**Task instructions:**
Rewrite the lines of the records below as a numbered list, omitting any blank lines and excluding the pictures.

[start]

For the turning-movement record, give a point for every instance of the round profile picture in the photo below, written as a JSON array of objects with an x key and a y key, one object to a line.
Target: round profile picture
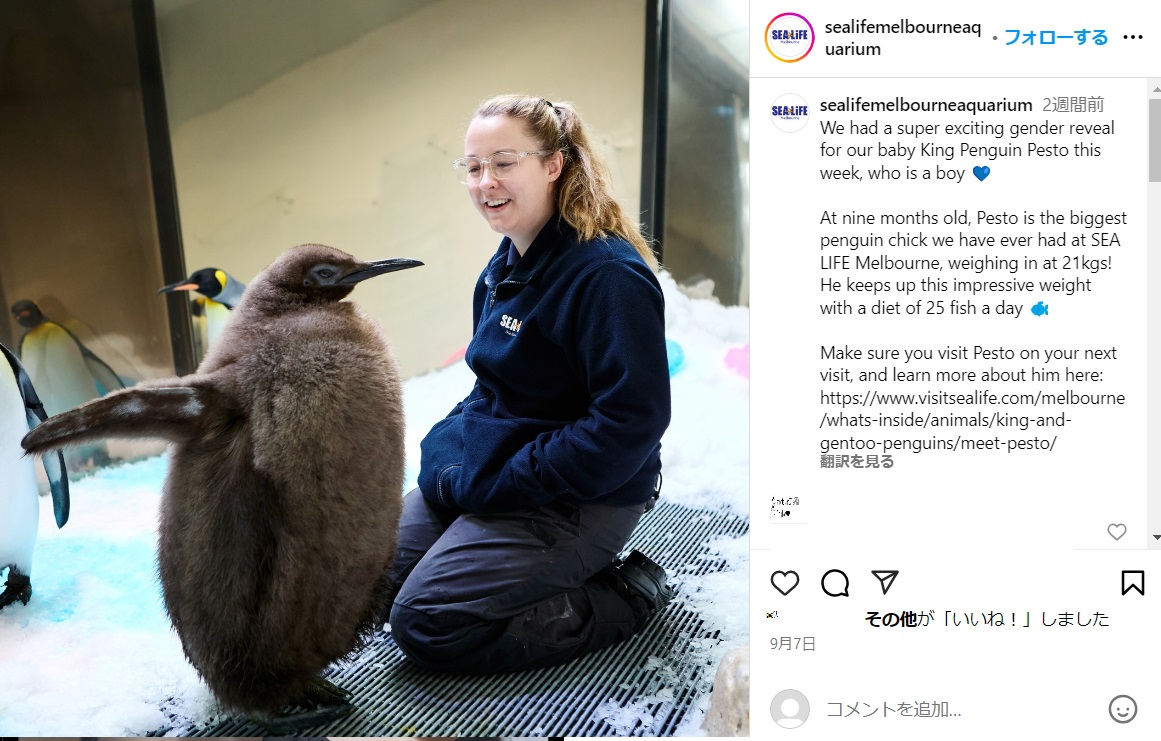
[
  {"x": 790, "y": 113},
  {"x": 790, "y": 709},
  {"x": 790, "y": 37}
]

[end]

**Worked answer:**
1. For the turning-movement record, give a point for every instance of the round profile picture in the photo below, written as a JSON array of objects with an x key and a y key, one object to a line.
2. Target: round profile picture
3. [
4.   {"x": 790, "y": 113},
5.   {"x": 790, "y": 709},
6.   {"x": 790, "y": 37}
7. ]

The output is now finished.